It is important to clarify that the TAU C3 antibody, which specifically detects TAU cleaved at Asp421 (ΔTAU, epitope (Ep) a.a. 412–421), reacts with two bands. The upper band is often detected under control conditions, that is, in cells treated with dimethyl sulfoxide (DMSO; vehicle) alone. The lower band concurs with TAU aggregates and appears only under conditions of robust caspase activation (see Figures 1a and b, panels 4 and 5). We thus consider the lower band to be the major product of caspase cleavage of TAU at Asp421. Probing the western blots with the TAU C5 antibody (Ep a.a. 210–241, Figures 1a and b, panel 7) detected the entire full-length TAU isoforms (Tau FL) as well as ΔTAU, the latter with a pattern similar to the one obtained with the TAU C3 antibody.

Notably, proteasome inhibition for 48 h with epoxomicin did not increase the level of full-length TAU nor did it generate high-molecular-weight forms of TAU corresponding to Ub-TAU (Figure 1b, panel 7). Instead, epoxomicin caused an accumulation of various TAU fragments ranging in size between 37 kDa and 15 kDa, thus smaller than ΔTAU. These data indicate that upon TAU cleavage at Asp421 by caspases, TAU is further cleaved by unidentified proteases that generate smaller fragments detected upon proteasome inhibition. Actin levels (Figures 1a and b, panel 8) were not altered by the treatments.

WHAT YOU NEED TO DO
According to the passage on TAU cleavage, why is the lower band detected by the TAU C3 antibody considered the major product of caspase cleavage of TAU at Asp421? Answer in one to three sentences.

Source data
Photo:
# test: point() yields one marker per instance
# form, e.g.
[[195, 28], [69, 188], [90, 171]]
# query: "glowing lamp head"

OUTPUT
The lower band concurs with TAU aggregates and appears only under conditions of robust caspase activation. The upper band, by contrast, is often detected under control conditions, in cells treated with DMSO alone.